*Supplied passage*
*-*-*

Manufacturers have announced plans to invest billions of dollars in LCD production over the next few years, with televisions expected to be a key market. (The other main market for LCD displays is in computer monitors.)

Improvements in LCD technology have narrowed the technological gap with plasmas. The lower weight, falling prices, higher available resolution which is crucial for HDTV, and lower electrical power consumption of LCDs make them competitive against plasma displays in the television set market. As of late 2006, analysts note that LCDs are overtaking plasmas, particularly in the important 40" and above segment where plasma had enjoyed strong dominance a couple of years before. [4][5]

LCD screens produce very little glare from other light sources, as opposed to shiny plasma screens.

LCD Technology

LCD technology is based on the properties of polarized light. Two thin, polarized panels sandwich a thin liquid-crystal gel that is divided into individual pixels. An X/Y grid of wires allows each pixel in the array to be activated individually. When an LCD pixel darkens, it polarizes at 90 degrees to the polarizing screens.

This cross-polarizing blocks light from passing through the LCD screen where that pixel has darkened. The pixel darkens in proportion to the voltage applied to it: for a bright detail, a low voltage is applied to the pixel; for a dark shadow area, a higher voltage is applied. LCDs are not completely opaque to light, however; some light will always go through even the blackest LCD pixels.

Plasma TV

A plasma display panel (PDP) is a type of flat panel display now commonly used for large TV displays (typically above 37" or 940 mm). Many tiny cells located between two panels of glass hold an inert mixture of noble gases (neon and xenon). The gas in the cells is electrically turned into a plasma which then excites phosphors to emit light. It is often used in the home environment and is becoming increasingly popular in modern cultures.

Functional details

The xenon and neon gas in a plasma television is contained in hundreds of thousands of tiny cells positioned between two plates of glass. Long electrodes are also sandwiched between the glass plates, in front of and behind the cells. The address electrodes sit behind the cells, along the rear glass plate. The transparent display electrodes, which are surrounded by an insulating dielectric material and covered by a magnesium oxide protective layer, are mounted in front of the cell, along the front glass plate. Control circuitry charges the electrodes that cross paths at a cell, creating a voltage difference between front and back and causing the gas to ionize and form a plasma; as the gas ions rush to the electrodes and collide, photons are emitted.

In a monochrome plasma panel, the ionizing state can be maintained by applying a low-level voltage between all the horizontal and vertical electrodes - even after the ionizing voltage is removed. To erase a cell all voltage is removed from a pair of electrodes. This type of panel has inherent memory and does not use phosphors. A small amount of nitrogen is added to the neon to increase hysteresis.

In color panels, the back of each cell is coated with a phosphor. The ultraviolet photons emitted by the plasma excite these phosphors to give off colored light. The operation of each cell is thus comparable to that of a fluorescent lamp.

Every pixel is made up of three separate subpixel cells, each with different colored phosphors. One subpixel has a red light phosphor, one subpixel has a green light phosphor and one subpixel has a blue light phosphor. These colors blend together to create the overall color of the pixel, analogous to the "triad" of a shadow-mask CRT. By varying the pulses of current flowing through the different cells thousands of times per second, the control system can increase or decrease the intensity of each subpixel color to create billions of different combinations of red, green and blue. In this way, the control system can produce most of the visible colors. Plasma displays use the same phosphors as CRTs, which accounts for the extremely accurate color reproduction.

*-*-*

*Referring-expression pointing data*
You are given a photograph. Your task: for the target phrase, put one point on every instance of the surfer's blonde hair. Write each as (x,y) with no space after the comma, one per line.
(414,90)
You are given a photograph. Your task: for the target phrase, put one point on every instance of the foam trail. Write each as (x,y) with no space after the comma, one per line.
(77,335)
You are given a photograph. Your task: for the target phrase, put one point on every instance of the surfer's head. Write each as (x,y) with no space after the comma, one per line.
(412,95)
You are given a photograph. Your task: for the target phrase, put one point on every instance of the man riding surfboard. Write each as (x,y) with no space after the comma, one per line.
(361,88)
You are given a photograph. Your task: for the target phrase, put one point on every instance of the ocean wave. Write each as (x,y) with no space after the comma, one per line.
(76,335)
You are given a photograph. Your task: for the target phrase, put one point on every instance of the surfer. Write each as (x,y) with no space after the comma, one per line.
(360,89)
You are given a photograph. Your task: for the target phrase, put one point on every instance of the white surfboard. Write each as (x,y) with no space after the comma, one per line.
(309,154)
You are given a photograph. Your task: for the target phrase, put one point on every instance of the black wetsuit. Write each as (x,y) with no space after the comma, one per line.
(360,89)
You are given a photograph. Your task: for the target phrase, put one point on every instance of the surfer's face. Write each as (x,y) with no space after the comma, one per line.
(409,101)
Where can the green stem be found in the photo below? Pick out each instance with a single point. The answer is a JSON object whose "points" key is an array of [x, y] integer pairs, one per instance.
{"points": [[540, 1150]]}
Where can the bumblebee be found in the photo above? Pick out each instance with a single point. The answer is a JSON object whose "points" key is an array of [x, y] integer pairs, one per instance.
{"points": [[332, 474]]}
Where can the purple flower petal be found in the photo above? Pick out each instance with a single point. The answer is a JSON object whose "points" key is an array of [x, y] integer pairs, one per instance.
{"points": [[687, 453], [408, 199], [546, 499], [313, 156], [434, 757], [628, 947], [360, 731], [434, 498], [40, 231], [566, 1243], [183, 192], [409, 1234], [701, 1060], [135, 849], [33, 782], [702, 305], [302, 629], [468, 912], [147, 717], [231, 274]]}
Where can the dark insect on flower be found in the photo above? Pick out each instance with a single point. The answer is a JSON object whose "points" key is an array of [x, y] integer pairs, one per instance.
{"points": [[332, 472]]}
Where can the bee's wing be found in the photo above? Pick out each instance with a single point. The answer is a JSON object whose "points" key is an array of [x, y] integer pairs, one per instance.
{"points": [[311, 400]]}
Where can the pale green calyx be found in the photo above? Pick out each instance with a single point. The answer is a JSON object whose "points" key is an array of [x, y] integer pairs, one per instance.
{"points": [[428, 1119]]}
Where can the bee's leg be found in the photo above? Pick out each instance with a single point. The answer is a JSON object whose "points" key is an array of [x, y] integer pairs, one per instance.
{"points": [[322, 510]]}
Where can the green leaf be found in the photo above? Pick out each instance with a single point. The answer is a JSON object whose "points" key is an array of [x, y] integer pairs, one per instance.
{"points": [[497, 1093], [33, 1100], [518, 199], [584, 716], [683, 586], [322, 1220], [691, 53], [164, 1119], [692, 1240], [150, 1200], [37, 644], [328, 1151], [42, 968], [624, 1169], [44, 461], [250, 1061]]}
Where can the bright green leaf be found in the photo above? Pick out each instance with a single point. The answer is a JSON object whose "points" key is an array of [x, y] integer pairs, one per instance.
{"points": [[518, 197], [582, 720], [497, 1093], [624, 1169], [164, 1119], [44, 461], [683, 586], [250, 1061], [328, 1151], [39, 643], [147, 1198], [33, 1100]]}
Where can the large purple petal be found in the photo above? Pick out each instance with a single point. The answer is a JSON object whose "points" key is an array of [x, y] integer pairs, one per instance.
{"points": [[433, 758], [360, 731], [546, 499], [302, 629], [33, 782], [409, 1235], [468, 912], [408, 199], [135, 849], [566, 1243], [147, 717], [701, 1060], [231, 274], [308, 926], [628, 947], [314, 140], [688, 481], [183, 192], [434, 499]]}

*-*-*

*What is required*
Answer these questions from the passage on LCD and plasma televisions:
1. What voltage is applied to an LCD pixel for a bright detail?
2. Which two noble gases fill the cells of a plasma display panel?
3. How many subpixel cells make up each pixel in a color plasma panel?

*Answer box*
1. A low voltage.
2. Neon and xenon.
3. Three.